### PROBLEM DETAILS
Copy the material below word for word, keeping every line unchanged.

### SUPPLIED INFORMATION
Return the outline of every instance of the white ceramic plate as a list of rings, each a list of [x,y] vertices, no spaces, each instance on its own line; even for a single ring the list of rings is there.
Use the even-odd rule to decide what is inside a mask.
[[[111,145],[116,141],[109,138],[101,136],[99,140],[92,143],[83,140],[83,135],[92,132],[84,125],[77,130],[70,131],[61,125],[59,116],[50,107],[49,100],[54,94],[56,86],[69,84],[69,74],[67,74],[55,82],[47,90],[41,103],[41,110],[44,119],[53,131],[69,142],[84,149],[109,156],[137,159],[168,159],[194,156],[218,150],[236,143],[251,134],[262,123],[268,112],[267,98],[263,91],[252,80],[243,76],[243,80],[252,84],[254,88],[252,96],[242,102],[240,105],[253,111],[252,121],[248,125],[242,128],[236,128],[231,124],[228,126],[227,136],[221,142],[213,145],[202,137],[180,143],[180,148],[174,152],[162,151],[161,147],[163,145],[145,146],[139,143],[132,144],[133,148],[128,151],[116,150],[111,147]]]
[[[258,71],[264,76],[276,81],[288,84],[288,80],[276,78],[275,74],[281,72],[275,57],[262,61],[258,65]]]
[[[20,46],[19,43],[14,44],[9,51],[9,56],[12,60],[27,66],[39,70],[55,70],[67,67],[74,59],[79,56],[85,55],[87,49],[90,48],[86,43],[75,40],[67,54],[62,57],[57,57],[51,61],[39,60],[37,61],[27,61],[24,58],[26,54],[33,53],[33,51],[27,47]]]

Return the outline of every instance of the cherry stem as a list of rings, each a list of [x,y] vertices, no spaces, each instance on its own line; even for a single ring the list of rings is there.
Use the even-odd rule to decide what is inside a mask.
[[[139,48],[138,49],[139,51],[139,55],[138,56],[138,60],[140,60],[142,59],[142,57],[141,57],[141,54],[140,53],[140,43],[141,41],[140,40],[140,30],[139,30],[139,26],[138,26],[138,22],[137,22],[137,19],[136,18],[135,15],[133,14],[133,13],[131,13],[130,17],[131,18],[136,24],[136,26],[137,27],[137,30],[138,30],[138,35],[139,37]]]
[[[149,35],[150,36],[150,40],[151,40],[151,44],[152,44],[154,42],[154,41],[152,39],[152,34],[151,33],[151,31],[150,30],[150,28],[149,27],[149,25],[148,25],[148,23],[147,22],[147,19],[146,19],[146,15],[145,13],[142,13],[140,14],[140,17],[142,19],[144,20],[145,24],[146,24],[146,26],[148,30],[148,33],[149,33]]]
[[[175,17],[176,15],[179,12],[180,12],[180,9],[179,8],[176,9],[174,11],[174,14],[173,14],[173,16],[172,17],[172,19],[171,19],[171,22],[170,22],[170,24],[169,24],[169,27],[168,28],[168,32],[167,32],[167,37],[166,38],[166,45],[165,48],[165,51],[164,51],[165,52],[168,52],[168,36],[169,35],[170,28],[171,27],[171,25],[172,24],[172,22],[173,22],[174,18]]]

### THE RESPONSE
Return the outline of every instance of the white ceramic plate as a list of rings, each a list of [x,y] vertices, no spaces, each instance on its own line; even for a single ring the list of rings is there.
Use the even-odd rule to decide what is inside a mask.
[[[111,145],[116,141],[109,138],[101,136],[99,140],[92,143],[83,140],[83,135],[92,132],[84,125],[77,130],[70,131],[61,125],[59,116],[50,107],[49,100],[54,94],[56,86],[69,84],[69,74],[67,74],[55,82],[47,90],[41,103],[41,110],[44,119],[53,131],[69,142],[84,149],[109,156],[137,159],[168,159],[194,156],[218,150],[236,143],[251,134],[262,123],[268,112],[267,98],[263,91],[252,80],[243,76],[243,80],[252,84],[254,88],[252,96],[242,102],[240,105],[253,111],[252,121],[248,125],[242,128],[236,128],[231,124],[228,126],[227,136],[221,142],[213,145],[202,137],[180,143],[180,148],[174,152],[162,151],[161,147],[163,145],[145,146],[139,143],[132,144],[133,148],[128,151],[116,150],[111,147]]]
[[[258,71],[264,76],[276,81],[288,84],[288,80],[276,78],[275,74],[281,72],[275,57],[262,61],[258,65]]]
[[[20,46],[19,43],[14,44],[9,51],[9,56],[12,60],[27,66],[39,70],[55,70],[67,67],[74,59],[79,56],[85,55],[87,49],[90,48],[86,43],[75,40],[67,54],[62,57],[57,57],[51,61],[39,60],[37,61],[27,61],[24,58],[26,54],[33,53],[33,51],[27,47]]]

Return the outline of every instance of the cherry stem as a list of rings, each a list of [x,y] vertices, no spaces, each instance on its own line; even for a single ring the list of rings is there.
Use the even-odd rule to decide what is inside a mask.
[[[139,48],[138,49],[139,51],[139,55],[138,56],[138,60],[140,60],[142,59],[142,57],[141,57],[141,54],[140,53],[140,43],[141,41],[140,40],[140,30],[139,30],[139,26],[138,26],[138,22],[137,22],[137,19],[136,18],[135,15],[133,14],[133,13],[131,13],[130,17],[131,18],[136,24],[136,26],[137,27],[137,30],[138,30],[138,35],[139,37]]]
[[[149,35],[150,36],[150,40],[151,40],[151,44],[152,44],[154,42],[154,41],[152,39],[152,34],[151,33],[151,31],[150,30],[150,28],[149,27],[149,25],[148,25],[148,23],[147,22],[147,19],[146,19],[146,15],[145,13],[142,13],[140,14],[140,17],[142,19],[144,20],[145,24],[146,24],[146,26],[148,30],[148,33],[149,33]]]
[[[175,17],[176,15],[179,12],[180,12],[180,9],[179,8],[176,9],[174,11],[174,14],[173,14],[173,16],[172,17],[172,19],[171,19],[171,22],[170,22],[170,24],[169,24],[169,27],[168,28],[168,32],[167,32],[167,37],[166,38],[166,45],[165,48],[165,51],[164,51],[165,52],[168,52],[168,36],[169,35],[170,28],[171,27],[171,25],[172,24],[172,22],[173,22],[174,18]]]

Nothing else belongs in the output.